Lamentablemente el preámbulo de la Convención -de una banalidad difícil de superar- se pierde en un ridículo relato de una Europa "portadora de civilización" desde "los albores de la humanidad" que en ningún punto da cuenta de la experiencia de confrontación sobre la que se ha forjado la identidad europea. Una identidad no se impone, se forma, se desarrolla, se extiende: el tabú del enfrentamiento civil fue seguido por el rechazo del totalitarismo político y del autoritarismo moral (las movilizaciones del 68, de París a Berlín y Praga, fueron determinantes en este sentido). La identidad se irá afirmando a medida que la experiencia cotidiana de los ciudadanos vaya incorporando dimensión europea y no sólo local y nacional, condición necesaria para la consolidación de un demos europeo (durante la guerra contra Irak han aparecido indicios de la formación de una opinión pública europea). El euro como símbolo de la unidad económica es indudablemente un factor identitario.

Se puede argumentar que mientras la identidad europea sea tan minimalista, las identidades nacionales tienen larga vida asegurada. La gente siente necesidad de pertenencia, quiere sentidos comunitarios fuertes y no se da cuenta de que toda identidad representa una cierta pérdida de libertad, mayor cuanto más se aprietan las tuercas de lo identitario. La identidad europea ni puede ser -por la experiencia de los ciudadanos- una identidad del mismo grado que las nacionales ni tiene que ser incompatible con ellas. El sentimiento contra la guerra civil tiene una fuerza superior a los míticos relatos nacionales construidos sobre el abuso de poder, la memoria selectiva y el engaño. España sabe algo de esto: contra la guerra civil ha sido el valor común que ha hecho posible una transición relativamente pacífica.

_ _ _

Transcribe sin cambios el fragmento del texto sobre la identidad europea que arranca en las palabras "Se puede argumentar" y acaba después de "transición relativamente pacífica.".

_ _ _

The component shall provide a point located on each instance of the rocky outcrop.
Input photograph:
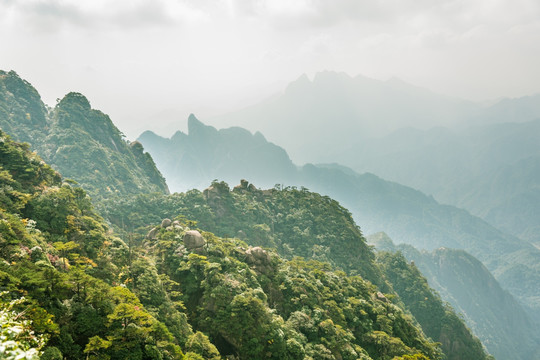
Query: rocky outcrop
(259, 259)
(193, 240)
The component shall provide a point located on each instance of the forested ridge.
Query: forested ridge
(80, 291)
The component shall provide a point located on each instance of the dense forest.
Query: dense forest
(74, 289)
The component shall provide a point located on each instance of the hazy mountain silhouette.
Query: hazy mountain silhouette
(492, 313)
(407, 215)
(318, 120)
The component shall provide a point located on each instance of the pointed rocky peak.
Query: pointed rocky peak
(149, 135)
(330, 77)
(75, 99)
(299, 85)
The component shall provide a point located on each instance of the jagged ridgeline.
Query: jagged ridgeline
(493, 314)
(76, 291)
(297, 222)
(80, 142)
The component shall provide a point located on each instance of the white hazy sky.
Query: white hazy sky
(149, 63)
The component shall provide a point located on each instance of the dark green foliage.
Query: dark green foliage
(272, 308)
(437, 319)
(58, 253)
(295, 221)
(82, 143)
(492, 313)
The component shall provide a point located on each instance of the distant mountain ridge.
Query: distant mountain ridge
(491, 170)
(77, 140)
(464, 154)
(472, 291)
(315, 120)
(406, 214)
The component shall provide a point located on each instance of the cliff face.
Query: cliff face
(80, 142)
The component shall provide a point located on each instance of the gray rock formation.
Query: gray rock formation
(193, 240)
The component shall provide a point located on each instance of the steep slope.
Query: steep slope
(335, 117)
(293, 221)
(492, 313)
(317, 120)
(405, 214)
(89, 295)
(80, 142)
(61, 270)
(490, 170)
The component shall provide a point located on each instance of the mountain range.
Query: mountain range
(138, 198)
(483, 158)
(81, 142)
(75, 290)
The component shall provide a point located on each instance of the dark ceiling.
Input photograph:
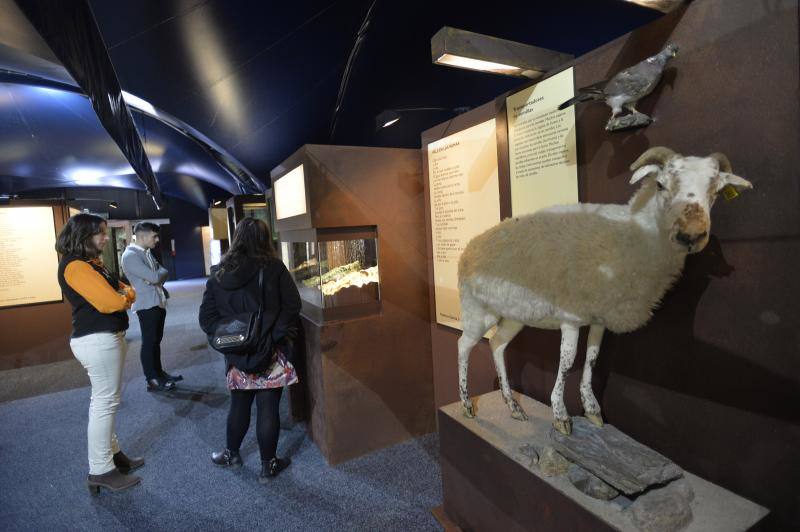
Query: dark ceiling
(261, 78)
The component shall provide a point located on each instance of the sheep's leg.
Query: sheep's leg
(506, 331)
(475, 321)
(591, 408)
(465, 345)
(569, 346)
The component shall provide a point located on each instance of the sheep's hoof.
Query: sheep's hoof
(595, 419)
(469, 410)
(563, 426)
(517, 412)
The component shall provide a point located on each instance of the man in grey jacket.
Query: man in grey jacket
(147, 277)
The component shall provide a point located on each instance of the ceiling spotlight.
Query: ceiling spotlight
(388, 117)
(475, 51)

_ _ _

Solución del ejercicio:
Se puede argumentar que mientras la identidad europea sea tan minimalista, las identidades nacionales tienen larga vida asegurada. La gente siente necesidad de pertenencia, quiere sentidos comunitarios fuertes y no se da cuenta de que toda identidad representa una cierta pérdida de libertad, mayor cuanto más se aprietan las tuercas de lo identitario. La identidad europea ni puede ser -por la experiencia de los ciudadanos- una identidad del mismo grado que las nacionales ni tiene que ser incompatible con ellas. El sentimiento contra la guerra civil tiene una fuerza superior a los míticos relatos nacionales construidos sobre el abuso de poder, la memoria selectiva y el engaño. España sabe algo de esto: contra la guerra civil ha sido el valor común que ha hecho posible una transición relativamente pacífica.